Do this. Put the lines below into a numbered list and leave out any blank lines.

(Items for identifying locations)
** Start **

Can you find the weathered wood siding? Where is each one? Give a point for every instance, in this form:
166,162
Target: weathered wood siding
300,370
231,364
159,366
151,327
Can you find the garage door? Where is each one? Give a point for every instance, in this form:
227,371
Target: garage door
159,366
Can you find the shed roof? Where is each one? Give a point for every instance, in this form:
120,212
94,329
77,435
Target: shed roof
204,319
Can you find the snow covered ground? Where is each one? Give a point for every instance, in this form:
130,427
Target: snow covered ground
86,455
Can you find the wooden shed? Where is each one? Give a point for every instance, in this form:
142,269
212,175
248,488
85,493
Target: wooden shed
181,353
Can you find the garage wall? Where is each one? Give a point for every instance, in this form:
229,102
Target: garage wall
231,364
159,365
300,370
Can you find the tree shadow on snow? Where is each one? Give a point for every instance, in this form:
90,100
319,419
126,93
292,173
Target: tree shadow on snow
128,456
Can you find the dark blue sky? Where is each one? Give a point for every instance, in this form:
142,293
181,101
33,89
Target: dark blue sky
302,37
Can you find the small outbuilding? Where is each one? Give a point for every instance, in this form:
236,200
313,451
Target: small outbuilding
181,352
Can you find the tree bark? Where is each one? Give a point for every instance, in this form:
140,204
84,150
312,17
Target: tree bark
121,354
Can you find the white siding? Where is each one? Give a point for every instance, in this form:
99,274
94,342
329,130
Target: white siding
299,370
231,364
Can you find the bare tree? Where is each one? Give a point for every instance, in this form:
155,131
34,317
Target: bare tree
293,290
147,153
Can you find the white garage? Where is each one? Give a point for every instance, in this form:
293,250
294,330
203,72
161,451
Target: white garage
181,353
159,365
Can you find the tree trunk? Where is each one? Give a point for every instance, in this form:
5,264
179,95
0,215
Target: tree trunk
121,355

** End **

Answer to this exercise.
1. Can you find the weathered wood siding? Where is each one? Give a point for every instance, in this form:
2. 166,162
3. Target: weathered wood siding
4. 300,370
5. 231,364
6. 159,366
7. 151,327
8. Can you find the garage door? Where is each one? Give a point for every instance, in this form:
9. 227,371
10. Target: garage door
11. 159,366
12. Can you find the shed roof? Where is each one? Give a point for every instance, in this form:
13. 120,212
14. 94,329
15. 77,435
16. Target: shed roof
17. 204,319
18. Can you find the snow covered ground? Where is each one? Give a point for every instance, in this form:
19. 130,427
20. Target: snow covered ground
21. 86,455
22. Can you find the wooden shed? Where is each one? Give a point for every instance, in this form:
23. 142,269
24. 212,175
25. 248,488
26. 85,493
27. Target: wooden shed
28. 181,353
29. Can you find the garage wall? Where is each one? Give a point for every instance, in this form:
30. 229,102
31. Target: garage wall
32. 231,364
33. 159,365
34. 300,370
35. Can you find the tree shadow on snow? Where is each one? Give a point for every instance, in this form:
36. 90,100
37. 319,419
38. 126,93
39. 292,173
40. Target: tree shadow on snow
41. 128,456
42. Can you find the dark blue sky? Where is each one? Give a point for every instance, in this form:
43. 142,293
44. 181,101
45. 33,89
46. Target: dark blue sky
47. 302,37
48. Can you find the small outbuilding? Where is each one? Give a point for every instance, in this form:
49. 236,200
50. 313,451
51. Target: small outbuilding
52. 181,352
53. Can you find the tree bark? Where is each one? Give a point for every instance, in this form:
54. 140,204
55. 84,150
56. 312,17
57. Target: tree bark
58. 121,354
59. Can you find the white siding? Where is each one? Give a point for every instance, in this form:
60. 99,274
61. 94,342
62. 329,130
63. Target: white siding
64. 299,370
65. 231,364
66. Can you find the bare tree? Where is each one? Give a point for every instance, in this form:
67. 155,131
68. 34,317
69. Target: bare tree
70. 293,290
71. 147,153
72. Can you find the white garage? Where is each one? Give a point for every instance, in this form:
73. 293,250
74. 294,330
75. 203,72
76. 161,451
77. Target: white garage
78. 181,353
79. 159,365
80. Can you find the tree trunk? Where is each one? Give a point for every instance, in this form:
81. 5,264
82. 179,95
83. 0,215
84. Target: tree trunk
85. 121,355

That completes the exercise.